◆ What you will do
Reproduce the data below verbatim, starting at the line that contains "Task: point to the black swim" and ending with the last line of the data.

Excerpts from point annotation data
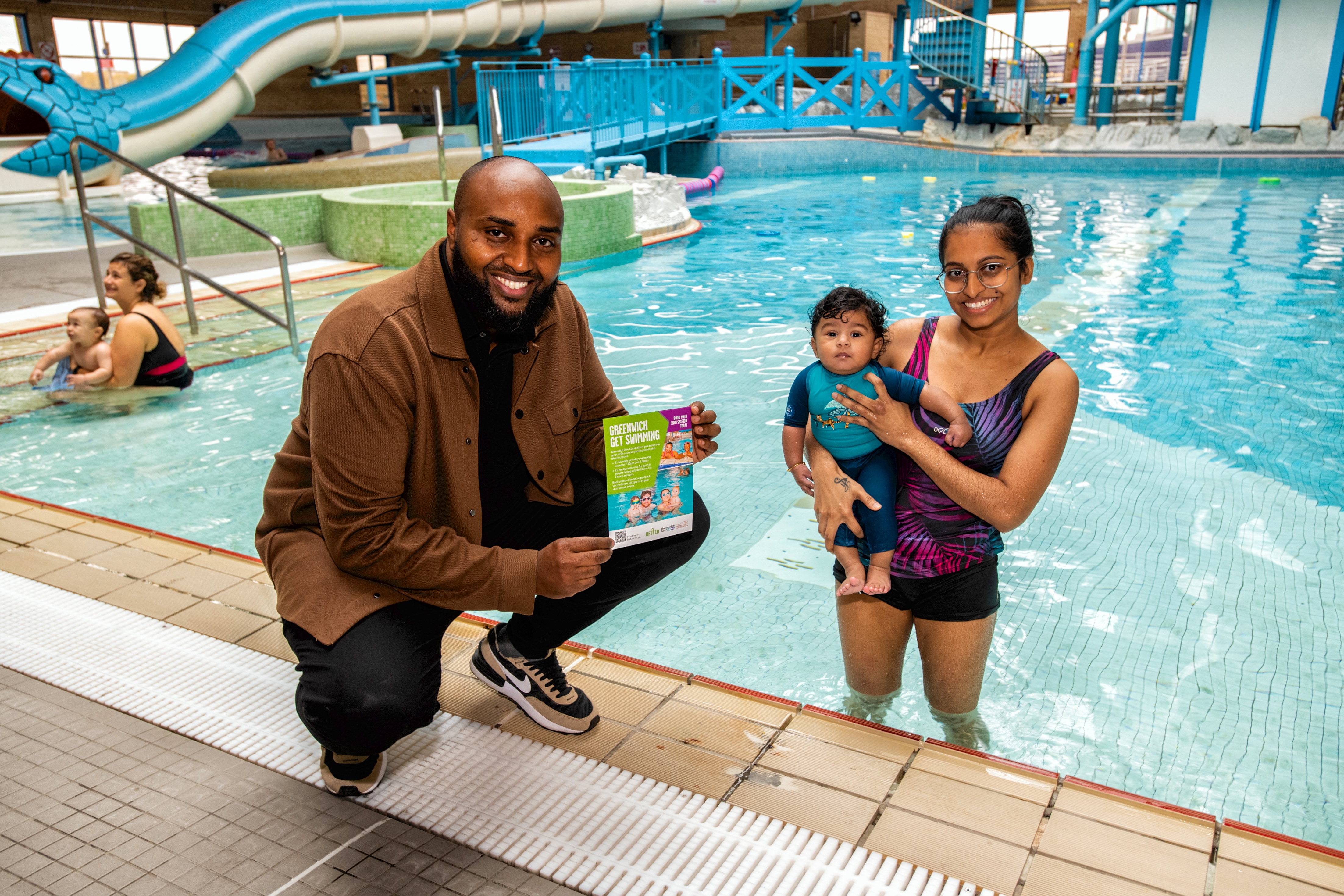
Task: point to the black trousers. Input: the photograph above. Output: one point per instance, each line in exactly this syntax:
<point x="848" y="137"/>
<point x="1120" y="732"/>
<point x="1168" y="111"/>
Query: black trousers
<point x="380" y="682"/>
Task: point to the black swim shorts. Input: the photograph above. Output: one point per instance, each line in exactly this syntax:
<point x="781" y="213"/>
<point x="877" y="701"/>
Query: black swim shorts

◆ Solution below
Task: point to the black swim shorts. Input: the photograph above. Output: one point per instance, each line in exactly this syntax:
<point x="781" y="213"/>
<point x="877" y="701"/>
Query: black swim shorts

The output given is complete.